**Action item**
Among the entries below, how many lines contain the string "haze"? Only the number is wanted.

**Natural language region descriptions**
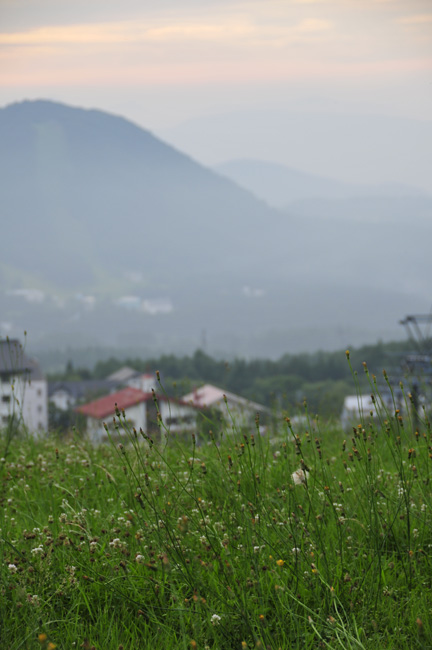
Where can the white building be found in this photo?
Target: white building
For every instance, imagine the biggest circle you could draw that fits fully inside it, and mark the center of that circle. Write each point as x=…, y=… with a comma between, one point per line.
x=23, y=389
x=140, y=413
x=358, y=408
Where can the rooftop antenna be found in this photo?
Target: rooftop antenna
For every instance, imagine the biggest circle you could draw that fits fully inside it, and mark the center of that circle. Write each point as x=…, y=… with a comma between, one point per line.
x=418, y=328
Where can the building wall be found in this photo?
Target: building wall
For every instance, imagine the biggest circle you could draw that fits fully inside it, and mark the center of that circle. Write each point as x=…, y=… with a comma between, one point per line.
x=27, y=400
x=135, y=415
x=62, y=400
x=177, y=417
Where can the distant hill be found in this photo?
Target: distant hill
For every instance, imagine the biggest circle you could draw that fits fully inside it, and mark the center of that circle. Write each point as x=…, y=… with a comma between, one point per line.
x=113, y=238
x=280, y=185
x=80, y=187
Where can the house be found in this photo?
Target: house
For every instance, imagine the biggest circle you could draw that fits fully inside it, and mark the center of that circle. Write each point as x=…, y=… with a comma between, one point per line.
x=23, y=389
x=232, y=407
x=358, y=408
x=67, y=394
x=140, y=413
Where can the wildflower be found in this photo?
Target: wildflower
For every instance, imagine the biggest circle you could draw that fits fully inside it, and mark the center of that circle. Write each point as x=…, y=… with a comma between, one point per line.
x=116, y=543
x=38, y=549
x=300, y=477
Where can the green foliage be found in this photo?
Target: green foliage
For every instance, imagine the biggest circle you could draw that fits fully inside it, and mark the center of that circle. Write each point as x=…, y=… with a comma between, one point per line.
x=303, y=540
x=323, y=378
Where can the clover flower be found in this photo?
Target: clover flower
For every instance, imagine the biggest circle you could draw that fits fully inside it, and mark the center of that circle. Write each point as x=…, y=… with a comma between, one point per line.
x=300, y=477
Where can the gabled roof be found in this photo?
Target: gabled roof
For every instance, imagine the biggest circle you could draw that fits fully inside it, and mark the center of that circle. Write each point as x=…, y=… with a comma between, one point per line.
x=105, y=406
x=125, y=398
x=83, y=388
x=209, y=395
x=123, y=374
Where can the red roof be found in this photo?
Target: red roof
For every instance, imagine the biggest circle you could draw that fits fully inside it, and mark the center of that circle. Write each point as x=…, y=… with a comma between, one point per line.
x=105, y=406
x=124, y=399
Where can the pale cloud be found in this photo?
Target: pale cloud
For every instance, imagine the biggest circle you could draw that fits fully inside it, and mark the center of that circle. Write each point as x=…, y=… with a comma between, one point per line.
x=130, y=32
x=416, y=19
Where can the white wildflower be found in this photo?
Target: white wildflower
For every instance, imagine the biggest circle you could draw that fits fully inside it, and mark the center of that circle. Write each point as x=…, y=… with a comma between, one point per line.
x=300, y=477
x=37, y=550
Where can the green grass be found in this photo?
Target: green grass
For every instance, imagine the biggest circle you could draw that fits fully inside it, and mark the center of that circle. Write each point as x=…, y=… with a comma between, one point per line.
x=172, y=545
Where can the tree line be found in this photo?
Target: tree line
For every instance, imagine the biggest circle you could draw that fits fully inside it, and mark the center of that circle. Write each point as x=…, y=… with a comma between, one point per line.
x=322, y=378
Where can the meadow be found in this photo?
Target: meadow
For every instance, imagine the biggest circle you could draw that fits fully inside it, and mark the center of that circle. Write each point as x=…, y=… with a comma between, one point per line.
x=306, y=537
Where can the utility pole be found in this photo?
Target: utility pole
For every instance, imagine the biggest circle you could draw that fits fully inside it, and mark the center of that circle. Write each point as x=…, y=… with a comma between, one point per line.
x=418, y=327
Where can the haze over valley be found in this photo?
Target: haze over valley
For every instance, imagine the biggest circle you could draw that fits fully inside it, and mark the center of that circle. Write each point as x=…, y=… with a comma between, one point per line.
x=117, y=239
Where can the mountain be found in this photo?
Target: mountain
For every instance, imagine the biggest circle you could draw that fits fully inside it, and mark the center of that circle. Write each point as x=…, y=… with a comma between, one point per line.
x=112, y=237
x=280, y=185
x=353, y=148
x=99, y=187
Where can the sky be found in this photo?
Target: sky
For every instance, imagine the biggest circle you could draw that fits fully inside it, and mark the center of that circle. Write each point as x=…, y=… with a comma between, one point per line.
x=171, y=64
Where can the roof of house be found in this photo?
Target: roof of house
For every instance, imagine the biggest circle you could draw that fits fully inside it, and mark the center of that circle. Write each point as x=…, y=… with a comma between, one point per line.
x=123, y=374
x=209, y=395
x=123, y=399
x=81, y=389
x=13, y=360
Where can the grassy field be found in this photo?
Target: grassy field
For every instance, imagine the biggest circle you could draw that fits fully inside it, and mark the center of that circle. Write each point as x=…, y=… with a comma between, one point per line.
x=309, y=539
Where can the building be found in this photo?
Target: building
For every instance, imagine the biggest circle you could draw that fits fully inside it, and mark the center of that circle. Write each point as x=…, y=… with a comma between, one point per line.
x=67, y=394
x=23, y=389
x=140, y=413
x=233, y=407
x=360, y=408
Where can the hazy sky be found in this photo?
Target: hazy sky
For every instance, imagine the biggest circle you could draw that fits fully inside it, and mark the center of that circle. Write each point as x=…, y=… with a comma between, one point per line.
x=162, y=63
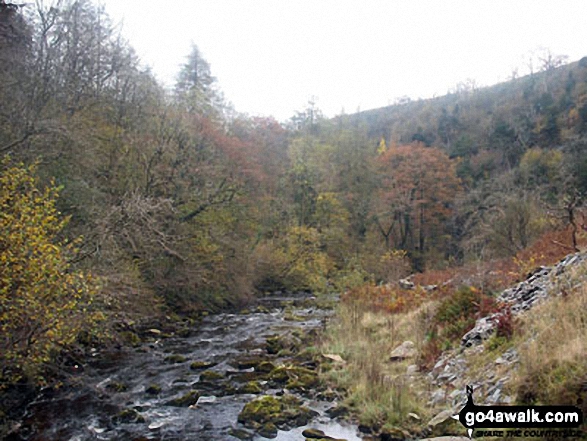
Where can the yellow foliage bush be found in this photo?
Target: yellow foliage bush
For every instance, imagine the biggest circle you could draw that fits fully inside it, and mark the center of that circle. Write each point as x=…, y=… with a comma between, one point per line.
x=44, y=304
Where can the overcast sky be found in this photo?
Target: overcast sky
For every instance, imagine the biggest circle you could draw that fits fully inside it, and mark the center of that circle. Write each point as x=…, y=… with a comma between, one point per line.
x=271, y=56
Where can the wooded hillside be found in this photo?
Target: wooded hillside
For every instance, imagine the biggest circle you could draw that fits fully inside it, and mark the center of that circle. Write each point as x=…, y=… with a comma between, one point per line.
x=178, y=204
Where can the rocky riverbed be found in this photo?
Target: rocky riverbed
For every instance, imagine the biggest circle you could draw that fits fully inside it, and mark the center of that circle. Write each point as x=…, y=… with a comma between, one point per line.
x=248, y=376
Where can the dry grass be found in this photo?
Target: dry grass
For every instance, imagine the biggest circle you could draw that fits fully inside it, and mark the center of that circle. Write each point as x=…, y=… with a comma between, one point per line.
x=377, y=388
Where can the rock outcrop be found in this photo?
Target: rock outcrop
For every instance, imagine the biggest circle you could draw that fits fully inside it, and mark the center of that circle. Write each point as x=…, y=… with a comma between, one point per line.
x=539, y=285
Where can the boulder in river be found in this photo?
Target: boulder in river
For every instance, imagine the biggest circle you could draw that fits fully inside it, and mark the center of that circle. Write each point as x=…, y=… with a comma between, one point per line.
x=284, y=412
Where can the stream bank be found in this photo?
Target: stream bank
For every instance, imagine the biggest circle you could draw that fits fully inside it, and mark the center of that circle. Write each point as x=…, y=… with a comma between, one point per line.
x=197, y=385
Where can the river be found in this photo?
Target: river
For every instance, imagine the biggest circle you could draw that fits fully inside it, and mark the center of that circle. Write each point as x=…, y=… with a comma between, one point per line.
x=133, y=394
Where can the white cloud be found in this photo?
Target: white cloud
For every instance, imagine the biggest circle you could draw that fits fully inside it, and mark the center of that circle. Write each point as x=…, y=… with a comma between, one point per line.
x=271, y=56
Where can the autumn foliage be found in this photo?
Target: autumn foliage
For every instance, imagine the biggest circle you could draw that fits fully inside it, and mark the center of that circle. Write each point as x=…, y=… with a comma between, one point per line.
x=44, y=303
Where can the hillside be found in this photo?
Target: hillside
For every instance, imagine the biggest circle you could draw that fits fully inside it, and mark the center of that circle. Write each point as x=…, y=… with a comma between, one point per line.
x=128, y=207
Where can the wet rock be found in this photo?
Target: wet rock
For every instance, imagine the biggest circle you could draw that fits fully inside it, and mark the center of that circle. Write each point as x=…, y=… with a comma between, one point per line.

**Problem solution**
2